RECORDED DATA:

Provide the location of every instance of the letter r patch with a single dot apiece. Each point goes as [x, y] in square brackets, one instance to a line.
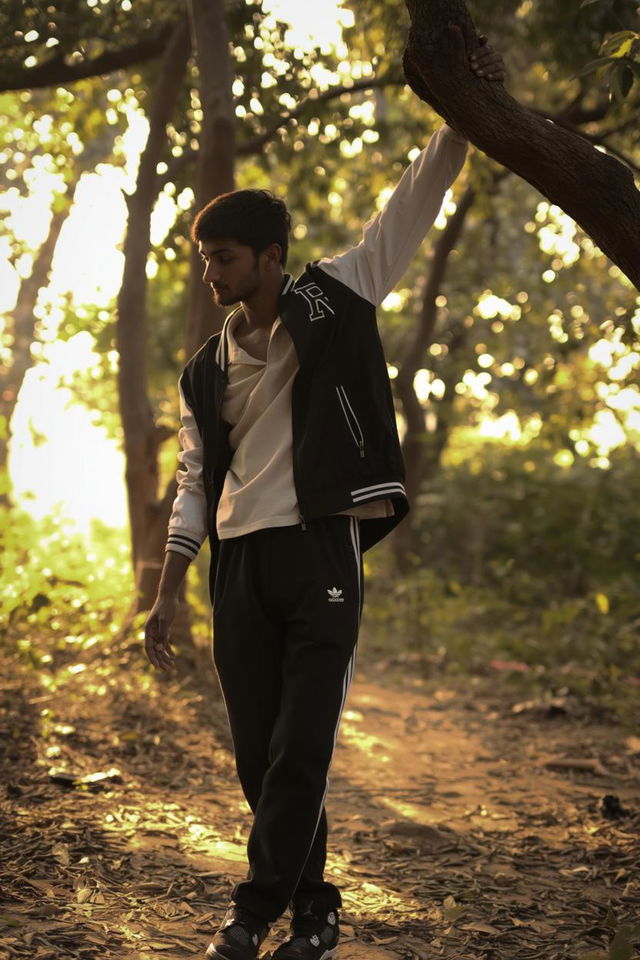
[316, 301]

* * *

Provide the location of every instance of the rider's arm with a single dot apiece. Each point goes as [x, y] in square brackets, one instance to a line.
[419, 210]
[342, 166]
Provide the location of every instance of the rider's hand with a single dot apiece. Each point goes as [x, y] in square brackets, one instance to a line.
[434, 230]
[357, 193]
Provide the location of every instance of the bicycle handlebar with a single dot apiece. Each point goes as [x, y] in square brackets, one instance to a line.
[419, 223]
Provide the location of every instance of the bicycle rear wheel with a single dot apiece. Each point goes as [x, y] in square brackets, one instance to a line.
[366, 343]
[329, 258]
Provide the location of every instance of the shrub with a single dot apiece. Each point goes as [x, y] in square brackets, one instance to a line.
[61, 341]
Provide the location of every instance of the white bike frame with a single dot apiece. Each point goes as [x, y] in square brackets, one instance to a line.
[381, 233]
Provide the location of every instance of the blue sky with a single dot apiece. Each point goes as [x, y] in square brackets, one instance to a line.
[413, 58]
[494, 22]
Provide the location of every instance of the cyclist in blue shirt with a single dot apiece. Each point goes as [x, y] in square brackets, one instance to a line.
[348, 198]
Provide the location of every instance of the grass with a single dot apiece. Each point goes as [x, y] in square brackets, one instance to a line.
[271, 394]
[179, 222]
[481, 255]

SET EXERCISE:
Pull out each line of the data above that contains the word "every", copying the lines in full.

RESPONSE TO THIS TASK:
Provide the location of every instance of the letter r patch with a single dot apiece. Each point goes as [x, y] in square brackets, one instance to a line.
Provide the location of every instance of the rider's arm with a single dot apiece. Each point goes as [x, y] in square brackets, one instance to a line.
Provide the location of every instance of the rider's hand with a single dot apiece. Each point goes as [x, y] in square brackets, one instance to a line.
Provide the location of every instance of the bicycle handlebar with a single dot apiece. Each point goes as [x, y] in square brackets, one instance to a line.
Provide the location of every instance of the bicycle rear wheel with a single dot apiece. Each point goes as [x, y] in square brackets, one instance to a line.
Provide the location of every instance of the shrub with a single dot apiece. Each point goes as [x, y] in square brackets, one instance to a line.
Provide the location of every instance of the white bike frame with a single dot apiece. Each point goes as [x, y] in square brackets, one instance to a line.
Provide the location of every instance of the blue sky with a single dot apiece. Each point goes as [x, y] in square brackets, one instance to a line.
Provide the location of every instance of the cyclist in blue shirt with a single dot apiece. Each point goes as [x, y] in square brackets, one instance to a line.
Provide the location of every instance of the grass with a single dot apiece. Each point goes as [x, y] in square brackets, one instance to a line.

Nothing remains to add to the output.